====== TEXT BLOCK

Revisiting Alternaria-host interactions: New insights on its pathogenesis, defense mechanisms and control strategies

Necrotrophic fungal pathogens of the genus Alternaria are globally recognized as one of the most destructive plant pathogens in most of the industrially and agriculturally important crops inflicting myriad crop yield and economic losses. In addition, they have recently attracted global attention because of their capacity to produce abundant mycotoxins, rendering them a major food safety concern. Most of the economically important crops lack adequate disease resistance to pathogenic Alternaria species, and the development of durable resistant cultivars through traditional breeding is arduous owing to the scarcity of Alternaria-resistant germplasms. Moreover, application of fungicides, which is one of the common methods of Alternaria disease control, is noxious to the environment and a major cause of fungicide resistance in the pathogenic species. In view of the innumerable perils that the pathogenic Alternaria spp. pose to agriculturally and industrially important crops it is important to use a holistic approach to understand the molecular, physiological, and biochemical pathogenesis mechanisms of Alternaria and related regulatory networks to develop precise and sustainable biotechnological preventive measures. In the present review, we elucidate the advances in Alternaria infection pathogenesis, host immune signaling responses and biotechnology-based control strategies (transgenics, RNA interference, artificial microRNA, and genome editing). This review also addresses the importance of deep learning in the diagnosis of Alternaria infection. Finally, we discuss how next-generation sequencing and multi-omics can be used to explore new frontiers in Alternaria–host interactions to identify key target genes, which underpin disease resistance in economically significant crops, using genome editing.

============

§ **STUDY QUESTIONS**
1) Which biotechnology-based control strategies does the Alternaria review abstract list?
2) Decide whether each statement agrees with the Alternaria review abstract, answering yes or no and quoting the deciding words: (a) Applying fungicides to control Alternaria disease is harmless to the environment. (b) The review covers the role of deep learning in diagnosing Alternaria infection. (c) Alternaria-resistant germplasms are plentiful.

====== DATA EXTRACTS

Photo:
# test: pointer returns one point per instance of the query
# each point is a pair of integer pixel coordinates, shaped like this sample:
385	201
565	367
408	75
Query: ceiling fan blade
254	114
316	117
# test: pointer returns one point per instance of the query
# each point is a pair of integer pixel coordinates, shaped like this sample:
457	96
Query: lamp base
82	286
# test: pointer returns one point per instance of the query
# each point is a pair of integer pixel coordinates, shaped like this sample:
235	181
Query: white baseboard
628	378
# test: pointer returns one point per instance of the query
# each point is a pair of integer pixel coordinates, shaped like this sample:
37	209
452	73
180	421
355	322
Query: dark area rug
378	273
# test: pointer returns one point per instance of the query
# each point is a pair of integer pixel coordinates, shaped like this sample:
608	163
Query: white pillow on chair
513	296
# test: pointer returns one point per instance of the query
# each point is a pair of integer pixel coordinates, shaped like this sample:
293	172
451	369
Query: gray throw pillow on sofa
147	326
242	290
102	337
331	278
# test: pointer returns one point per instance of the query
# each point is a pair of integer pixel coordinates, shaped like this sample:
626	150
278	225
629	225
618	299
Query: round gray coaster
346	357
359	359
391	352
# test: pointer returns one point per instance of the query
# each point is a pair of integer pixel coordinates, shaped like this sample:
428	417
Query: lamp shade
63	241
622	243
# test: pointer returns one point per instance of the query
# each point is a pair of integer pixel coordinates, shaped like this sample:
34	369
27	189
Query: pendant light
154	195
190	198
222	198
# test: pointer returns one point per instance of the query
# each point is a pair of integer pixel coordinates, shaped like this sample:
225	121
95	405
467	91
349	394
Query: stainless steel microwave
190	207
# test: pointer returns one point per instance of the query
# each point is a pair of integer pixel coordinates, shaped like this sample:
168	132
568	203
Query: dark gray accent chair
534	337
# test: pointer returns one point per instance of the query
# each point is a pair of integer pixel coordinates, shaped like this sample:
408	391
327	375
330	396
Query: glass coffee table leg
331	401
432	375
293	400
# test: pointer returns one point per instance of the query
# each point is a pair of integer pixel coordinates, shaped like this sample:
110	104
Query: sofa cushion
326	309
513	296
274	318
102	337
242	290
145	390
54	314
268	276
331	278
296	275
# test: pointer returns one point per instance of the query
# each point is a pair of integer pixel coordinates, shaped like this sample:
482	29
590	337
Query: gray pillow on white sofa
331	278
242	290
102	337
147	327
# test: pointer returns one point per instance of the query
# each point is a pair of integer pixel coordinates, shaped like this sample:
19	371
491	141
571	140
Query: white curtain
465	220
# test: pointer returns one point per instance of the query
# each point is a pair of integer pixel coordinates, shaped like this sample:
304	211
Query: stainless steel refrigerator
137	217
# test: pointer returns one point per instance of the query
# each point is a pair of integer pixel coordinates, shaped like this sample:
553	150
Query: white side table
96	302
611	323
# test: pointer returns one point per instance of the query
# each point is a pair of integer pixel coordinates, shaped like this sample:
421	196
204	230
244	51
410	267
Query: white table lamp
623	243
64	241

============
====== DATA EXTRACTS

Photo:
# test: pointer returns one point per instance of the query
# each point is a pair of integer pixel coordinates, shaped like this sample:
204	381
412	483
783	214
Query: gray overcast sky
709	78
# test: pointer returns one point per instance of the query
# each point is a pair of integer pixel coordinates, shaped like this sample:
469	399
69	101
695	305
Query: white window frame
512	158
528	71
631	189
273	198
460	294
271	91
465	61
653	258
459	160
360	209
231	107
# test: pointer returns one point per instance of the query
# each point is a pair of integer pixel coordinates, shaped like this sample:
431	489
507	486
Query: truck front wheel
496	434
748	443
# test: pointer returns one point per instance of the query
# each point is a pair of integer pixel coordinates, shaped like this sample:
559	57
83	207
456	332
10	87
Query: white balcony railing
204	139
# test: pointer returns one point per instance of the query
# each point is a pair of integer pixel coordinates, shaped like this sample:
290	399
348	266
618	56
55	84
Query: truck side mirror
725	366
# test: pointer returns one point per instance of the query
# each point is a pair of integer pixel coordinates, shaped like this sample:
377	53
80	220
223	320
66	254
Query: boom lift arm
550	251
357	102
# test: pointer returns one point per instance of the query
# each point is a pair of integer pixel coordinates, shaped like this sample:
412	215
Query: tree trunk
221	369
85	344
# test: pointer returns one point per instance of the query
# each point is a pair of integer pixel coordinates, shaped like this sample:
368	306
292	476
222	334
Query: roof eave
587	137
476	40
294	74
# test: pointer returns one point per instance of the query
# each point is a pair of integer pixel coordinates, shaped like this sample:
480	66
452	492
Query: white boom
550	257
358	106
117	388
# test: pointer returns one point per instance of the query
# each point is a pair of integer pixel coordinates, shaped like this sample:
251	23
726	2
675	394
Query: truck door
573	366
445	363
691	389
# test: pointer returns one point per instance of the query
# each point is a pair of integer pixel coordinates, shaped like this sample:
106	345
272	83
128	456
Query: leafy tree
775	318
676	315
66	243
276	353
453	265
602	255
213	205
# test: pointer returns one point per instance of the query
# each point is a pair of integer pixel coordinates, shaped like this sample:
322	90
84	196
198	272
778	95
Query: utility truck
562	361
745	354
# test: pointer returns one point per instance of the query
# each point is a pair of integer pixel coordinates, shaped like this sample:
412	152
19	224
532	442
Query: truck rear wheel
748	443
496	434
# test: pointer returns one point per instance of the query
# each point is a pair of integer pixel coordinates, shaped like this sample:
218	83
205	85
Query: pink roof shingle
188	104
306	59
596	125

============

§ **SOLUTIONS TO THE PROBLEMS**
1) Transgenics, RNA interference, artificial microRNA, and genome editing.

2)
(a) No: "is noxious to the environment"
(b) Yes: "This review also addresses the importance of deep learning in the diagnosis of Alternaria infection."
(c) No: "owing to the scarcity of Alternaria-resistant germplasms"